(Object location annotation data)
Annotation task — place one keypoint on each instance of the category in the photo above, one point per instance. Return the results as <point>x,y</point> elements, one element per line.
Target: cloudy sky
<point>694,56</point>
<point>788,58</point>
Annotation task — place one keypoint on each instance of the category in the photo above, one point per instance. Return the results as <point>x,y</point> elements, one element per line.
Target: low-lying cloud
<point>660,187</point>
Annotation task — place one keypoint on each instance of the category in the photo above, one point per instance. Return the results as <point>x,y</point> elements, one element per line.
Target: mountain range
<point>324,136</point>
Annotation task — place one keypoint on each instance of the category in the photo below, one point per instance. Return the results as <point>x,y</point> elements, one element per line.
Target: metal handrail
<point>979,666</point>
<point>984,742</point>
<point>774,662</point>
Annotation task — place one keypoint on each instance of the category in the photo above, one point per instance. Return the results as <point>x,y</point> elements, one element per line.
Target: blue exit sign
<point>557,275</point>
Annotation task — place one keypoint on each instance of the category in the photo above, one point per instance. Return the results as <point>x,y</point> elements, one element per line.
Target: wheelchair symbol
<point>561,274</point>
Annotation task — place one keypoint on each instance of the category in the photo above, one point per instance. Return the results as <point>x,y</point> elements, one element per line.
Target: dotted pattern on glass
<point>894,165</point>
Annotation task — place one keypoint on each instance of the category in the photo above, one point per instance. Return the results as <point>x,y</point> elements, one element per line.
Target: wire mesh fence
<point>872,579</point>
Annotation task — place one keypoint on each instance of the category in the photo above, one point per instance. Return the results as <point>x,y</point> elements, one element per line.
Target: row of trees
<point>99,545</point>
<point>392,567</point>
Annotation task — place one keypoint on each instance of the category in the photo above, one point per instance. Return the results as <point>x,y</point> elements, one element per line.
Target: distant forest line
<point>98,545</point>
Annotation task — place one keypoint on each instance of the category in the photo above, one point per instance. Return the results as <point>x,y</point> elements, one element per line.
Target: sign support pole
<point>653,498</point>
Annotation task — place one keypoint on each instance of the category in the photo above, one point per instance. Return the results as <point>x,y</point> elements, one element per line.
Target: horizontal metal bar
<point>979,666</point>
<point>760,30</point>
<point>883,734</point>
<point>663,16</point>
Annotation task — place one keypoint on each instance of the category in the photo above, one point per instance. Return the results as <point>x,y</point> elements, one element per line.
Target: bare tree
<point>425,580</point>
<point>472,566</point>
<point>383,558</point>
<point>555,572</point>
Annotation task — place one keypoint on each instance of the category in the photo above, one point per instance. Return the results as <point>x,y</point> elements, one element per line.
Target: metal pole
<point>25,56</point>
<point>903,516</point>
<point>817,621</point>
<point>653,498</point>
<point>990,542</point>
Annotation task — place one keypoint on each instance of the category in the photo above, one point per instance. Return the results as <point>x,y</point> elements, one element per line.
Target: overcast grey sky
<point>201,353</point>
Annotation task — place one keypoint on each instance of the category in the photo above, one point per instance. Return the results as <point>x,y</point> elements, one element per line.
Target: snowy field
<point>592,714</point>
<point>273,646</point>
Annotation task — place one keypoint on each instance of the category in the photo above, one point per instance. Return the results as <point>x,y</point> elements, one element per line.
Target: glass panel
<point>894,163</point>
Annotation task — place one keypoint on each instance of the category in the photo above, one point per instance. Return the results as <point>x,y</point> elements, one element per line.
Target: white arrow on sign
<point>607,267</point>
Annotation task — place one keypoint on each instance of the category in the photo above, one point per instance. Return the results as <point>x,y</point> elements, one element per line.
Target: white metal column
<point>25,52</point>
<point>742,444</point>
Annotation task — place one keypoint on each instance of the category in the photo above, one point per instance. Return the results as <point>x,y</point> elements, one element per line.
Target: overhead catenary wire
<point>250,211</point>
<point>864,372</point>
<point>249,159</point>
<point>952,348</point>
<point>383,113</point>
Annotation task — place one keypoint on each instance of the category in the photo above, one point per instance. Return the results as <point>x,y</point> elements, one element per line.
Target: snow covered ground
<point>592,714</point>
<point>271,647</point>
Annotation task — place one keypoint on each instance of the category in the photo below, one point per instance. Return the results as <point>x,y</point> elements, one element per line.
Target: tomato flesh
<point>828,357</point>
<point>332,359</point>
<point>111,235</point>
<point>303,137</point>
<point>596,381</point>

* * *

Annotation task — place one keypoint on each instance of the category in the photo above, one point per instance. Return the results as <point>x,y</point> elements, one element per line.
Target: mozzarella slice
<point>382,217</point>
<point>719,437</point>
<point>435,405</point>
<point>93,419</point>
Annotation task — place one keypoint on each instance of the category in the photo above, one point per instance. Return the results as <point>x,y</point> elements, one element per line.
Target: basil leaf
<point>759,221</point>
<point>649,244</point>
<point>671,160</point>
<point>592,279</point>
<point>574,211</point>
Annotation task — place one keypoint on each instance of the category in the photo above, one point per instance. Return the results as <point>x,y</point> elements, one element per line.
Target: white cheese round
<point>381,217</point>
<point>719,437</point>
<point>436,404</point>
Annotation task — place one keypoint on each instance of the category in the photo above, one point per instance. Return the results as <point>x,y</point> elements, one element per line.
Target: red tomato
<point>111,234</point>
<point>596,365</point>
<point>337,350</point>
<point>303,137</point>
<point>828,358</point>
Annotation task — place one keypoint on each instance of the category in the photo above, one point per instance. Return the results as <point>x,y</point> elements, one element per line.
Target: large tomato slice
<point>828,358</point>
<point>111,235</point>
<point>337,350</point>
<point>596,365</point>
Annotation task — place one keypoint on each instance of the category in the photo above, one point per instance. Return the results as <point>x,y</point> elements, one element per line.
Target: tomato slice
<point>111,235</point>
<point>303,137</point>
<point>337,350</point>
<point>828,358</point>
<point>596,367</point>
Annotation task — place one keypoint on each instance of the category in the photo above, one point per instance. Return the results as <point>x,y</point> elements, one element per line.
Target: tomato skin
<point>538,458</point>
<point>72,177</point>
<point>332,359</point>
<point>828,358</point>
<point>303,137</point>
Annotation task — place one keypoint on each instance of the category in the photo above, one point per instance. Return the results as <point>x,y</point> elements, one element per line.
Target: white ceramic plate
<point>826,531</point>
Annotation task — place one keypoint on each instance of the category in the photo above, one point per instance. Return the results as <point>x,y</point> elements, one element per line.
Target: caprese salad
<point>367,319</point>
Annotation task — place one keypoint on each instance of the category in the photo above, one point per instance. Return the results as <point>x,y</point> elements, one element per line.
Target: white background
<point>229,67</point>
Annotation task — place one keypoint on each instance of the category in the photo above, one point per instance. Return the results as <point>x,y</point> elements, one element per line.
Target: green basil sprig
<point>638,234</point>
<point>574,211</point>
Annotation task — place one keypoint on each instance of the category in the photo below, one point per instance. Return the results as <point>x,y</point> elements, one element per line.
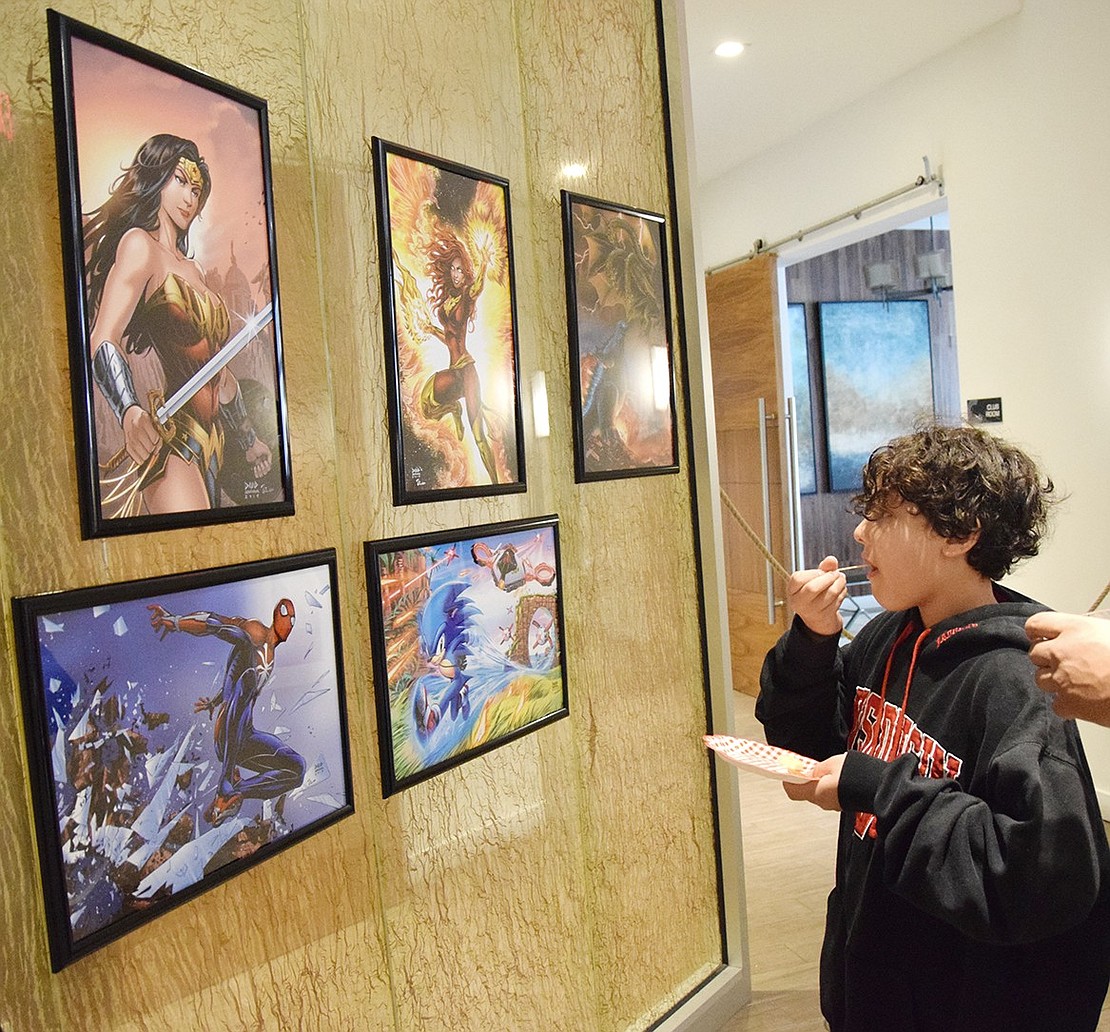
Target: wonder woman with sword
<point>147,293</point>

▶ **GOAL**
Extract each line of the data above that contains the string "slice", and copy those lines unchanged.

▶ **ANSWER TO THIS EXERCISE**
Target: mozzarella slice
Target: large tomato slice
Target: tomato slice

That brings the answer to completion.